GIVEN ENTRIES |
▬▬▬▬▬▬▬▬▬▬

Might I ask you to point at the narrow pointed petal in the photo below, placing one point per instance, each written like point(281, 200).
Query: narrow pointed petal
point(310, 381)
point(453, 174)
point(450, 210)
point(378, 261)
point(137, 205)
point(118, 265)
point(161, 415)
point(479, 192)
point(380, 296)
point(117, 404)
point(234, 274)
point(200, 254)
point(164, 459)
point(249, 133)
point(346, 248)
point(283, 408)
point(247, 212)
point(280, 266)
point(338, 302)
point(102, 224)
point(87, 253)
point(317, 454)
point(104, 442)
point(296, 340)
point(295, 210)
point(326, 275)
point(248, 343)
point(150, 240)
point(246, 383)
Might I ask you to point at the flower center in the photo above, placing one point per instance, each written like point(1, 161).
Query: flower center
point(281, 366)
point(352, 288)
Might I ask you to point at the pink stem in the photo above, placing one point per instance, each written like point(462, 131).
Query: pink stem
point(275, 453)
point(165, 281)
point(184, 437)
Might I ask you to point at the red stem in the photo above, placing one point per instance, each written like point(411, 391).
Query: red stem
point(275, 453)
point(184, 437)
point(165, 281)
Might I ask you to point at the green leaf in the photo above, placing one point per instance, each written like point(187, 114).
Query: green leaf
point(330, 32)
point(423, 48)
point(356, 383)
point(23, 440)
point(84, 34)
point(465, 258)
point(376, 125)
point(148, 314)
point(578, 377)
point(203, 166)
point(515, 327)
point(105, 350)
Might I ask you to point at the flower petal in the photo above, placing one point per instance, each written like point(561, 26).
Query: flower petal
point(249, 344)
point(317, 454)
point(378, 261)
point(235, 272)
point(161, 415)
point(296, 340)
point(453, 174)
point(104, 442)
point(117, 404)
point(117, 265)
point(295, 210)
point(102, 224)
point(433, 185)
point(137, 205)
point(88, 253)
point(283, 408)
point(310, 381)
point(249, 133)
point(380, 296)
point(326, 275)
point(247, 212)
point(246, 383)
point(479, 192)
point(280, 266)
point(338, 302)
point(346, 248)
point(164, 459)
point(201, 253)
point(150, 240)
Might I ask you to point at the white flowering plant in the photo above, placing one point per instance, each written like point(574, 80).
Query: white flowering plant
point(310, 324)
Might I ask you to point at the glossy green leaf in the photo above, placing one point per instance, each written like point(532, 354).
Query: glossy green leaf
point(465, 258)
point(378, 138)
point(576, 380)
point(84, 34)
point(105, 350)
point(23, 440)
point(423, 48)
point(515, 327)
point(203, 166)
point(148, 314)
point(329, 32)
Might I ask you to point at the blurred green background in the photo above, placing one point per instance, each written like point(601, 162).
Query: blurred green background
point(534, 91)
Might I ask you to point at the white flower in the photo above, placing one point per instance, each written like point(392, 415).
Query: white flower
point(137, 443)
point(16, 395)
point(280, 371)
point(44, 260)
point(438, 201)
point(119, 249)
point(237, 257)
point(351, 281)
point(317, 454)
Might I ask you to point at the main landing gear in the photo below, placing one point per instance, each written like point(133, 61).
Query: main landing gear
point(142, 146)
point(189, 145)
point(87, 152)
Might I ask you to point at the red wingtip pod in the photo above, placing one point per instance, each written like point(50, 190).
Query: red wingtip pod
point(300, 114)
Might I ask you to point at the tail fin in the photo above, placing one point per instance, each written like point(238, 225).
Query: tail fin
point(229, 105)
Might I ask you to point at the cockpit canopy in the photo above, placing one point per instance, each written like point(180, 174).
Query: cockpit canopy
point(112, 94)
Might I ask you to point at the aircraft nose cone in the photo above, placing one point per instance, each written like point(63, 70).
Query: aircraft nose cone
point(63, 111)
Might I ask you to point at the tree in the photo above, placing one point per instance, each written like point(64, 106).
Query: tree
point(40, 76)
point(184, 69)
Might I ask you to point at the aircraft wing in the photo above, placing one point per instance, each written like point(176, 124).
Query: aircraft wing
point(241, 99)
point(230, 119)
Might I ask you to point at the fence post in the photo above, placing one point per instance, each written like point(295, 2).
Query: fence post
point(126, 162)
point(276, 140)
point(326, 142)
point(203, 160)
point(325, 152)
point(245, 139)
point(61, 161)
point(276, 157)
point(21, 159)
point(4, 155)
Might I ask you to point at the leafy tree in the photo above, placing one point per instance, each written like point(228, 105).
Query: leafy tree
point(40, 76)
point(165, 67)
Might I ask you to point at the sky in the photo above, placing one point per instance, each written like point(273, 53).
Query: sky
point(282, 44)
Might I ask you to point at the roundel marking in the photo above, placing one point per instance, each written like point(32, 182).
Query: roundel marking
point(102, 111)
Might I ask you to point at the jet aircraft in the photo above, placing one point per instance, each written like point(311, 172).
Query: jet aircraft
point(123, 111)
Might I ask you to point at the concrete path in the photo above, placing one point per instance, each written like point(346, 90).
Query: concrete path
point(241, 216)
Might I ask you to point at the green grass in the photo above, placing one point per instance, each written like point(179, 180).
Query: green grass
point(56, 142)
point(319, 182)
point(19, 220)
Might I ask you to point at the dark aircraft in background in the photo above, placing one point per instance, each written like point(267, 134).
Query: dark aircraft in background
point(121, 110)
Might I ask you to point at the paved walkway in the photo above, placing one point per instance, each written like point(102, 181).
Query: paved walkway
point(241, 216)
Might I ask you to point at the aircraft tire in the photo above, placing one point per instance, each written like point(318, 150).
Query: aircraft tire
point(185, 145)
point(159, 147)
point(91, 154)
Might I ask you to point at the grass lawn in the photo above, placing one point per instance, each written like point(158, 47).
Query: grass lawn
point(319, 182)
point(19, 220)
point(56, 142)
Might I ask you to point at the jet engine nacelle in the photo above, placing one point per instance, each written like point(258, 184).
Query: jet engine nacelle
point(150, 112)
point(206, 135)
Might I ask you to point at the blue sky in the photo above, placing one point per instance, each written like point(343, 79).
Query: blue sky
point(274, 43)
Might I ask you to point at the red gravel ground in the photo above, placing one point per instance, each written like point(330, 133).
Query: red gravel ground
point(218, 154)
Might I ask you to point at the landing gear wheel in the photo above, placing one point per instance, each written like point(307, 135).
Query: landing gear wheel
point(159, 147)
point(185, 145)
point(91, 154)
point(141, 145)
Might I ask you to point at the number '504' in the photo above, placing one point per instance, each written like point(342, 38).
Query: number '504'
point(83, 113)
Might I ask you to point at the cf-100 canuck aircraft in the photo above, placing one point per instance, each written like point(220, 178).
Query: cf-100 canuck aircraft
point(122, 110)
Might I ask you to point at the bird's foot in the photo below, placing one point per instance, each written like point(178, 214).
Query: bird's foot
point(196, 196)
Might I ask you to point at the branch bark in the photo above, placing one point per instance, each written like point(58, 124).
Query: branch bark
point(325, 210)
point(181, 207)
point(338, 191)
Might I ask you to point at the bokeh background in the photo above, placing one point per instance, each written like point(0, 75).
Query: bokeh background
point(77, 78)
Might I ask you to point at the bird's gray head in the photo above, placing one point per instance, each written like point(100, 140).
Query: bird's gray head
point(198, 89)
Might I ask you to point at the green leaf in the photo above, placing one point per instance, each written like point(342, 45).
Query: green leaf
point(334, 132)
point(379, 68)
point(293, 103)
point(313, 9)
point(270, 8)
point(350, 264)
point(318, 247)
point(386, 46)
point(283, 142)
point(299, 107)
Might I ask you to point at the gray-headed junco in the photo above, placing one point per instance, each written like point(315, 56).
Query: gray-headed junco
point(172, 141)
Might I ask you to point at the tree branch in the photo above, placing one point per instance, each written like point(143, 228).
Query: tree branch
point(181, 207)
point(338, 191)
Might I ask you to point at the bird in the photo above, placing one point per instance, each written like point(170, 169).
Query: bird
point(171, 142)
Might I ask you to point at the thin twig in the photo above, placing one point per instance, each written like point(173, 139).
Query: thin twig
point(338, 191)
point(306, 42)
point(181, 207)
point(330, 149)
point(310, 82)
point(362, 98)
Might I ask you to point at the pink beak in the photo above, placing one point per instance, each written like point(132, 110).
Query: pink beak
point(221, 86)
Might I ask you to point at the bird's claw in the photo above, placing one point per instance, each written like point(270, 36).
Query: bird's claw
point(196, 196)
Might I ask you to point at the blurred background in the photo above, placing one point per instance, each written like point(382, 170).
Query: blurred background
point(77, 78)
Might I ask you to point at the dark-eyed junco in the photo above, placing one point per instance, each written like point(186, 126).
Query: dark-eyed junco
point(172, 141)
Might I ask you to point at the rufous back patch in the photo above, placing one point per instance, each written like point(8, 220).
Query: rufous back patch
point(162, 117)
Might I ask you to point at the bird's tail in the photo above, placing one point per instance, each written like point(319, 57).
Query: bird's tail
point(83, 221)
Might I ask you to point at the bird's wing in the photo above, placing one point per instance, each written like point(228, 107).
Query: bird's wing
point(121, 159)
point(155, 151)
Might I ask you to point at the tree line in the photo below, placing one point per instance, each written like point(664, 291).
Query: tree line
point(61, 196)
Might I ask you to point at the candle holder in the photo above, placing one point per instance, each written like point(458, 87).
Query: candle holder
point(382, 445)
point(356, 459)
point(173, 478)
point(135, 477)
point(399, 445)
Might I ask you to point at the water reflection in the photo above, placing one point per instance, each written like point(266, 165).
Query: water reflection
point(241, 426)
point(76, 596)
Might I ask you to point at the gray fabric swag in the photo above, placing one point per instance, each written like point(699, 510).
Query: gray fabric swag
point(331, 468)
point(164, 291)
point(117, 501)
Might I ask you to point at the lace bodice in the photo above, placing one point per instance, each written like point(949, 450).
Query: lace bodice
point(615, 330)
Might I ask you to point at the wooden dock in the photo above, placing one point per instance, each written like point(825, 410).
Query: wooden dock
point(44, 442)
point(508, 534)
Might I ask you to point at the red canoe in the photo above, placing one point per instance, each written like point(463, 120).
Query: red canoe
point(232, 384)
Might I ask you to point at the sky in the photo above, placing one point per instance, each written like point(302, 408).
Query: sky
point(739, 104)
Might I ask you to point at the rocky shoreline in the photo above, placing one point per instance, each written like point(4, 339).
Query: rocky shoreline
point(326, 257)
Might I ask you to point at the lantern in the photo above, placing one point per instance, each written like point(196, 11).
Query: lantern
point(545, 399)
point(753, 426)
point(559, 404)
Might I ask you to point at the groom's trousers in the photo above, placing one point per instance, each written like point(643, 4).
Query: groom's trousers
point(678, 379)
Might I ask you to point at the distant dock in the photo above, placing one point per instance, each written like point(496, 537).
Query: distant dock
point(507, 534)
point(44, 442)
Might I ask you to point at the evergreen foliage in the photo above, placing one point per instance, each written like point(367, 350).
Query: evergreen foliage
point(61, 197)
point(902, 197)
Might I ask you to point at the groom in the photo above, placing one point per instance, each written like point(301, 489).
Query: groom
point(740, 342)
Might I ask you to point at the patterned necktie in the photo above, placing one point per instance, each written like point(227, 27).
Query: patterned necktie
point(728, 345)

▬▬▬▬▬▬▬▬▬▬

GOAL | Revise the rows from the line containing "Might I ask you to point at the red canoe" through the line containing "point(678, 379)", replacing "lantern" with "paper lantern" and leaving everything else unchanged.

TASK ANSWER |
Might I ask you to point at the red canoe in the photo above, placing one point per instance, each written like point(463, 120).
Query: red canoe
point(232, 384)
Might I ask you to point at the sky in the photo above, placing one point per instance, each written like point(302, 408).
Query: sky
point(739, 104)
Might I ask you to point at the rocky shoreline in the photo above, placing one point per instance, each written like point(4, 339).
Query: rocky shoreline
point(326, 257)
Might I ask you to point at the paper lantern in the photo above, placing one point per instance, each written like point(196, 11).
Query: paper lantern
point(545, 399)
point(753, 426)
point(559, 404)
Might I ask you to point at the groom's trousers in the photo above, placing one point per instance, each written like point(643, 4).
Query: groom's trousers
point(678, 379)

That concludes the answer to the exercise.